Texte ::
--------------------------------

Cinéma - Petites Mains de Nessim Chikhaoui (2024)

Certains considèrent encore le cinéma comme un unique moyen de distraction fait de blockbusters qui se recopient et se reproduisent à l’envie. Et puis d’autres ne voient qu’un moyen de s’instruire ou de créer des discussions. Et si on essayait de réunir ces deux mondes? Voilà ce que parvient, pour moi, à faire Petites mains, à la fois film social et comédie qui fait rire et tire quelques larmes tout en provoquant le débat.

--------------------------------

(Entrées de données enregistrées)
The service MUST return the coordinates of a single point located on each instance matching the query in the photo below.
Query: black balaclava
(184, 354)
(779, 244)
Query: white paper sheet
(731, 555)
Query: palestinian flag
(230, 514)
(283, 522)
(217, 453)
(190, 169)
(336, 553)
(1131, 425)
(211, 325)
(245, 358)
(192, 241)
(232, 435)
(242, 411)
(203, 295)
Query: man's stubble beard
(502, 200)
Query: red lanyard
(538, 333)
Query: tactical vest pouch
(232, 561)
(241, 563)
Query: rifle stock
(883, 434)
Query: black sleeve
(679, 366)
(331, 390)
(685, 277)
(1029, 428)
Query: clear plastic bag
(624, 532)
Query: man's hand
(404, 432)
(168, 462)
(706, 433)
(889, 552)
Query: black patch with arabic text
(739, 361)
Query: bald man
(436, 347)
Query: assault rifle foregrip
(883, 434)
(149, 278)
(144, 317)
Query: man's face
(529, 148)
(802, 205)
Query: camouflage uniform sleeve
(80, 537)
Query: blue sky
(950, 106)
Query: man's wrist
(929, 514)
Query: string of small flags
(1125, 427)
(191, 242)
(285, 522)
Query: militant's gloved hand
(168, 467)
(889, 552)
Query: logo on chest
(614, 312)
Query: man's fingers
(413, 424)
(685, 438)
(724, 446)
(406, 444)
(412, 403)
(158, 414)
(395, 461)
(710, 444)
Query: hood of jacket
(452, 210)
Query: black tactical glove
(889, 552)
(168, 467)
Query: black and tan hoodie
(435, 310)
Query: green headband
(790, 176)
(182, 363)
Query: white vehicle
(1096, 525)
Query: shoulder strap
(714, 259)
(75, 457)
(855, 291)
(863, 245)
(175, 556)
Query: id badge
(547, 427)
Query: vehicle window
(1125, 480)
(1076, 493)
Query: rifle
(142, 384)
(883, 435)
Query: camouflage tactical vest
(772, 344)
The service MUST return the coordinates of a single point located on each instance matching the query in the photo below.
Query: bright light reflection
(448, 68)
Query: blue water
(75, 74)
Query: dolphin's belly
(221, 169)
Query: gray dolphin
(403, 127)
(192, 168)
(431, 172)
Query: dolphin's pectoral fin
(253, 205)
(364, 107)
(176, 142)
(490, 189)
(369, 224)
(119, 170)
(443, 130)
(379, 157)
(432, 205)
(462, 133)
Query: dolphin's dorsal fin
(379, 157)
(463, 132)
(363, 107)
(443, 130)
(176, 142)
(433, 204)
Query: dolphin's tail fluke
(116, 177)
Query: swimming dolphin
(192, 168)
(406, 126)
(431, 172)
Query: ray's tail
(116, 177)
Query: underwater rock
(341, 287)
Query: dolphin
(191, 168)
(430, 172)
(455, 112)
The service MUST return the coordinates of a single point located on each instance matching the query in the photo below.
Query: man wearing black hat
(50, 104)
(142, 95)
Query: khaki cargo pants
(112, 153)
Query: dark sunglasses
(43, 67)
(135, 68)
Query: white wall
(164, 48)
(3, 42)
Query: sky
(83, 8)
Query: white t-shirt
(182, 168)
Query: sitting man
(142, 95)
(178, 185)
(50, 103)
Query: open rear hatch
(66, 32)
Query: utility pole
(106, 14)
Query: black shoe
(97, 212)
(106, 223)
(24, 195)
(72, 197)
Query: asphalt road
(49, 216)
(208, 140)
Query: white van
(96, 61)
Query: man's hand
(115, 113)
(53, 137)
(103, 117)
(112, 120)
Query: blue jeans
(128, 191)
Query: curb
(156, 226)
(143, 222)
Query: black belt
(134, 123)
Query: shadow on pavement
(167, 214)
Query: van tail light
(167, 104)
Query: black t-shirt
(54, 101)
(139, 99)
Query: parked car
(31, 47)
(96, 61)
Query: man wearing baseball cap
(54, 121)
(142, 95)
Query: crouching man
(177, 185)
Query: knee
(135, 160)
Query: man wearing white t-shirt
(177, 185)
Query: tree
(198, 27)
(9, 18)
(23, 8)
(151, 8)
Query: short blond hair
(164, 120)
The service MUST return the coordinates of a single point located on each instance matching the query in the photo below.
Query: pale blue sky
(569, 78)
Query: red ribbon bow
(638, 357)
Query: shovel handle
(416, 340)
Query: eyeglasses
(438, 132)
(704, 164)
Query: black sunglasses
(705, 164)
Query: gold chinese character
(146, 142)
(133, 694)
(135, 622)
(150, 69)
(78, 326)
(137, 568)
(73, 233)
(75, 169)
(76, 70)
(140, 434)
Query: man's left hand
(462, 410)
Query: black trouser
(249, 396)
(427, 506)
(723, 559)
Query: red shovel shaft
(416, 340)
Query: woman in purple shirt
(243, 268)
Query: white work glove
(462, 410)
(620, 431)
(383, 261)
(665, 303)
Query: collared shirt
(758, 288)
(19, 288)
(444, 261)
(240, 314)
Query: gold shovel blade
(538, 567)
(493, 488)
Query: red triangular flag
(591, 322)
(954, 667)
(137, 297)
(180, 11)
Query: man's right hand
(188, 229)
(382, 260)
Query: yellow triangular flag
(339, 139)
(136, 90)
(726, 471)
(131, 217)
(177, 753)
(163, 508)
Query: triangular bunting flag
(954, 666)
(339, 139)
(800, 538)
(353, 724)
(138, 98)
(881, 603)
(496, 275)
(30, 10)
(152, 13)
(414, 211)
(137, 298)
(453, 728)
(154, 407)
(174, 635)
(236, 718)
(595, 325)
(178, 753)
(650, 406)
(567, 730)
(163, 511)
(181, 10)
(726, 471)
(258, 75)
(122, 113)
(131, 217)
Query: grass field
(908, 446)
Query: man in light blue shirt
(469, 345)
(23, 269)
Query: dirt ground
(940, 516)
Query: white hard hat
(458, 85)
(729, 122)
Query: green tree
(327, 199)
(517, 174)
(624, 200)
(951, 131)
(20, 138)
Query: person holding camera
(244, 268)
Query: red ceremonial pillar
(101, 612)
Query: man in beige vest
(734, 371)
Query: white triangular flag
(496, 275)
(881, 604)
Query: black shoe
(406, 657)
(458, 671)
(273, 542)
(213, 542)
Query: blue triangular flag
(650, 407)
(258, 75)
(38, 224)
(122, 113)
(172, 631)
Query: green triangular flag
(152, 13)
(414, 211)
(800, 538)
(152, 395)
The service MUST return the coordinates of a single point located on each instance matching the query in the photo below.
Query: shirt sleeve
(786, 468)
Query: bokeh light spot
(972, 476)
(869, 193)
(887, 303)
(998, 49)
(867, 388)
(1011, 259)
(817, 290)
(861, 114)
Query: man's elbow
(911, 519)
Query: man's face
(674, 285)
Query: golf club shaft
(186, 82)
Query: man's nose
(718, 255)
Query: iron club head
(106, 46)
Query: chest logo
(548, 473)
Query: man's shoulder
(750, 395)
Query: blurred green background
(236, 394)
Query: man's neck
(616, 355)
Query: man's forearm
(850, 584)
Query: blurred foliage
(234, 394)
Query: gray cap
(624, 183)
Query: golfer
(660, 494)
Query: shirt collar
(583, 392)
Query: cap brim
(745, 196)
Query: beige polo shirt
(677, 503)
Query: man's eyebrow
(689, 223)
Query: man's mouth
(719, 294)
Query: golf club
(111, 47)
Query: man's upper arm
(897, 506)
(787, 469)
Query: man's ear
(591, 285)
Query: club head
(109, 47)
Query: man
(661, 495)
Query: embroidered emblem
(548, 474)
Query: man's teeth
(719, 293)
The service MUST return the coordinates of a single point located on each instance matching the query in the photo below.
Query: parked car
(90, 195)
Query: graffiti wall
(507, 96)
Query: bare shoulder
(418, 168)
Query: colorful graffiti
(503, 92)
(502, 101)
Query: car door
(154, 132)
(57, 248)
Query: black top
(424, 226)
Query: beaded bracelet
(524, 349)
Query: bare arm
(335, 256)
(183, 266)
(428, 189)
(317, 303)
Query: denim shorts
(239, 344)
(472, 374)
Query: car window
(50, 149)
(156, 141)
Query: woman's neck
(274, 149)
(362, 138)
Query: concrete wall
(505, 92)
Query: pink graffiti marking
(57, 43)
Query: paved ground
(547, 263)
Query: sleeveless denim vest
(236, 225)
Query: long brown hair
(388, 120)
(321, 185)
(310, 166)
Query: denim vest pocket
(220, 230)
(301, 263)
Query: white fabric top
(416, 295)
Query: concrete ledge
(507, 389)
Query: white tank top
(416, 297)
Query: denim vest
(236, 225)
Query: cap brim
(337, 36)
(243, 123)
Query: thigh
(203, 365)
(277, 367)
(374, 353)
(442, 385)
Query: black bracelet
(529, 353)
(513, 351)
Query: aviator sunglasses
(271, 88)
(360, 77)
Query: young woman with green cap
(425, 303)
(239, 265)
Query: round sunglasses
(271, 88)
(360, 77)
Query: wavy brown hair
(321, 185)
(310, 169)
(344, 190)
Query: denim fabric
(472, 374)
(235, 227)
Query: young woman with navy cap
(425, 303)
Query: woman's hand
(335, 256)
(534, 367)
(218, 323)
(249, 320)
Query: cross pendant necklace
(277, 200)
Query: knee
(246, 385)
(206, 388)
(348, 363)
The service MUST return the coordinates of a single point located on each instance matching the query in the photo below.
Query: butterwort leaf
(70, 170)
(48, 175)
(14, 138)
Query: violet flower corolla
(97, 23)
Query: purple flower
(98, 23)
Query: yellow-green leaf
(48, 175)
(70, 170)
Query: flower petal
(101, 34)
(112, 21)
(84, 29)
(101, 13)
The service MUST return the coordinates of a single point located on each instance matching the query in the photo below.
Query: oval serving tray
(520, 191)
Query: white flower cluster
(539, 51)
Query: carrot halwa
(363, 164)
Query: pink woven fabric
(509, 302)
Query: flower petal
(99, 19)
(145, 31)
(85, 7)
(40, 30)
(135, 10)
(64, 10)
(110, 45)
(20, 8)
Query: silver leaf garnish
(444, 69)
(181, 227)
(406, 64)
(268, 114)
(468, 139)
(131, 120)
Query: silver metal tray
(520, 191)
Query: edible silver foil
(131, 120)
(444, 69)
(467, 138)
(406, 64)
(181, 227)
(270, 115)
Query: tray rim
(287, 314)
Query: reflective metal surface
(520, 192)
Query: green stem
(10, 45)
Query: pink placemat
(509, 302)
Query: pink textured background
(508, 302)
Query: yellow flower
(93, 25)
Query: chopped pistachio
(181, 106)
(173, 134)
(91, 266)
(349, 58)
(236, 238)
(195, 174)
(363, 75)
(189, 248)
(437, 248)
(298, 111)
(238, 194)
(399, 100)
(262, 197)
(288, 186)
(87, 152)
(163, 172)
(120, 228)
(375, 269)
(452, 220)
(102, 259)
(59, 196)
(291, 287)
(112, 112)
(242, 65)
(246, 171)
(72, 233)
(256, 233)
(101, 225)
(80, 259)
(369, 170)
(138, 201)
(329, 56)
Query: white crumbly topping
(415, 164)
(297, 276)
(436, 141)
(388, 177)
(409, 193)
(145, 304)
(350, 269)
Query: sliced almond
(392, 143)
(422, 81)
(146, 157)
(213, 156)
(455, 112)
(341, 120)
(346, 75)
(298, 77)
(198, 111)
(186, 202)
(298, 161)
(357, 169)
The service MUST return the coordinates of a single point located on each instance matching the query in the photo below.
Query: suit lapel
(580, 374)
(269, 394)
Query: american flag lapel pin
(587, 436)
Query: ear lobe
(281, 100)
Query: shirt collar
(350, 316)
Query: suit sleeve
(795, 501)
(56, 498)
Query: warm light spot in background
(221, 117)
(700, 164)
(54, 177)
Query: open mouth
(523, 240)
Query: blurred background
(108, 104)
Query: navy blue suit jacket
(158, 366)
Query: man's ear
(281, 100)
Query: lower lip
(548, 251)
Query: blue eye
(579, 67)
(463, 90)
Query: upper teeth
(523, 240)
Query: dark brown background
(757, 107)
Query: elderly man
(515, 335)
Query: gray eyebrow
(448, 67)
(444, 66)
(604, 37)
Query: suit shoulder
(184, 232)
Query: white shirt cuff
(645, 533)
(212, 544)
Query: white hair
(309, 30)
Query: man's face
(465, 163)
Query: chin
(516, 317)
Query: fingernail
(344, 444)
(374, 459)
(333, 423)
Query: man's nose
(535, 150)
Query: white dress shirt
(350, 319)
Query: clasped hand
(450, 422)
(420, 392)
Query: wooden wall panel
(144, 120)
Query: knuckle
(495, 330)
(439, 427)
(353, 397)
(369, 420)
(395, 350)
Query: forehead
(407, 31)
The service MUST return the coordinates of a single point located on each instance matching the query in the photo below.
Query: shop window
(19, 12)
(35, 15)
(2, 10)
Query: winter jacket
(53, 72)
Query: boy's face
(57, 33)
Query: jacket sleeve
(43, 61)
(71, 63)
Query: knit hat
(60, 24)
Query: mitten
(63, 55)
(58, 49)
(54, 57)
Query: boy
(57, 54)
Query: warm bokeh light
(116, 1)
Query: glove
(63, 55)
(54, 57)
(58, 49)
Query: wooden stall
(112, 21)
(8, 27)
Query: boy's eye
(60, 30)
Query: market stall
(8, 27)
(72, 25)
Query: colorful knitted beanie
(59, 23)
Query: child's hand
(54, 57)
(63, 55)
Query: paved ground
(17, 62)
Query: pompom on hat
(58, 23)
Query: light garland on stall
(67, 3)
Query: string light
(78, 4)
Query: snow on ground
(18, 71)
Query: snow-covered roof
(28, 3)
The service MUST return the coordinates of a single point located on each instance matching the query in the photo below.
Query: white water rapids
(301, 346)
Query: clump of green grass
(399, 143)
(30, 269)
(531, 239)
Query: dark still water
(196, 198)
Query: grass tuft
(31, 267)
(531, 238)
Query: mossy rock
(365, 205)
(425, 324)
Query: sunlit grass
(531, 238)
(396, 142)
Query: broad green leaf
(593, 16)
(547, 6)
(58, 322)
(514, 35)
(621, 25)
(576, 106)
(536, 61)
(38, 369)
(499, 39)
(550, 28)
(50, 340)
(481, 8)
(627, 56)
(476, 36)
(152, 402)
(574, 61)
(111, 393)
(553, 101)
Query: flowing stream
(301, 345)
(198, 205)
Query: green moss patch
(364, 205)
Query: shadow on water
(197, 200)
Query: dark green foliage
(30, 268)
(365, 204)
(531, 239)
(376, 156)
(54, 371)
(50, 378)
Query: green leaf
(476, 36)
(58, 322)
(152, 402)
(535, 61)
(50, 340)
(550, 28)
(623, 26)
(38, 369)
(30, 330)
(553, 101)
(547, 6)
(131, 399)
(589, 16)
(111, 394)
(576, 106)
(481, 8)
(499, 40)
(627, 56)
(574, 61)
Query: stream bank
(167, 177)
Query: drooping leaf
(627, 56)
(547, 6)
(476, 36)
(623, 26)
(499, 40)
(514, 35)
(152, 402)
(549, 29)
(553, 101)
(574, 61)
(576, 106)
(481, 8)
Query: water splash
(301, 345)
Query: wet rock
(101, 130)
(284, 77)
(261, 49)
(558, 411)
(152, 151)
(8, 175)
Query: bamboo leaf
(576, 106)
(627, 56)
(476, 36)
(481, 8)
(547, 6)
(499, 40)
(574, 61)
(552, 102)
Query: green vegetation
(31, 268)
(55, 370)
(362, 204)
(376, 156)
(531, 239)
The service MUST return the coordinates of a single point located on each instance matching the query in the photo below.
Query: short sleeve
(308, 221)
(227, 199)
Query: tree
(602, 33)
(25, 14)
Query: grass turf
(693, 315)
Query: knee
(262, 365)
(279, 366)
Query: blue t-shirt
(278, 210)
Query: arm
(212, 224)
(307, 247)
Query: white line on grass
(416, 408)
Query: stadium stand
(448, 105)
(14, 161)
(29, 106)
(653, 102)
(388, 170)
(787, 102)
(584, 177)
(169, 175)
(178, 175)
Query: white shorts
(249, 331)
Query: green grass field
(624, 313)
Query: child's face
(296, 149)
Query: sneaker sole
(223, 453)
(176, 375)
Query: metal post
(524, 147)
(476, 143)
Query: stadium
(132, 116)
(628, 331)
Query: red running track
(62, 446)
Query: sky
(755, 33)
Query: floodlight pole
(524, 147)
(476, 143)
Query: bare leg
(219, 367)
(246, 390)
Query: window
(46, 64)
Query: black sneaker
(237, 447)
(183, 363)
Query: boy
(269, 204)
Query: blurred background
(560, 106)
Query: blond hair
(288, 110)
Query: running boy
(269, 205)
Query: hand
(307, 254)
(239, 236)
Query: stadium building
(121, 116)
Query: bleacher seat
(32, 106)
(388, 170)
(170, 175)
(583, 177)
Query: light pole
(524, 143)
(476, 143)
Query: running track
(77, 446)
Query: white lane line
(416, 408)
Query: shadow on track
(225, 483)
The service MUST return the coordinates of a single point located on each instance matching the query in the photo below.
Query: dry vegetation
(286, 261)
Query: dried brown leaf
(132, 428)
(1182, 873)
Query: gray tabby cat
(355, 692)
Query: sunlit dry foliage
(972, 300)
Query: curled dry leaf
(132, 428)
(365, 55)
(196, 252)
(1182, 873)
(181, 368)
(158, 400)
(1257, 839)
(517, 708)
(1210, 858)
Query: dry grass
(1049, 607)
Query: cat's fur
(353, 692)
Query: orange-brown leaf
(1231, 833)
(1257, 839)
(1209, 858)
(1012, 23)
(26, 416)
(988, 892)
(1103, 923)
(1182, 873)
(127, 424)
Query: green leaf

--------------------------------

Consigne ::
Résumez en deux phrases le texte sur le film Petites mains. Les enregistrements n'ont aucun lien avec le texte.

Réponse ::
Certains voient encore le cinéma comme une simple distraction faite de blockbusters qui se recopient, tandis que d'autres n'y voient qu'un moyen de s'instruire ou de créer des discussions. Le texte présente Petites mains, de Nessim Chikhaoui (2024), comme un film qui réunit ces deux mondes : à la fois film social et comédie, il fait rire, tire quelques larmes et provoque le débat.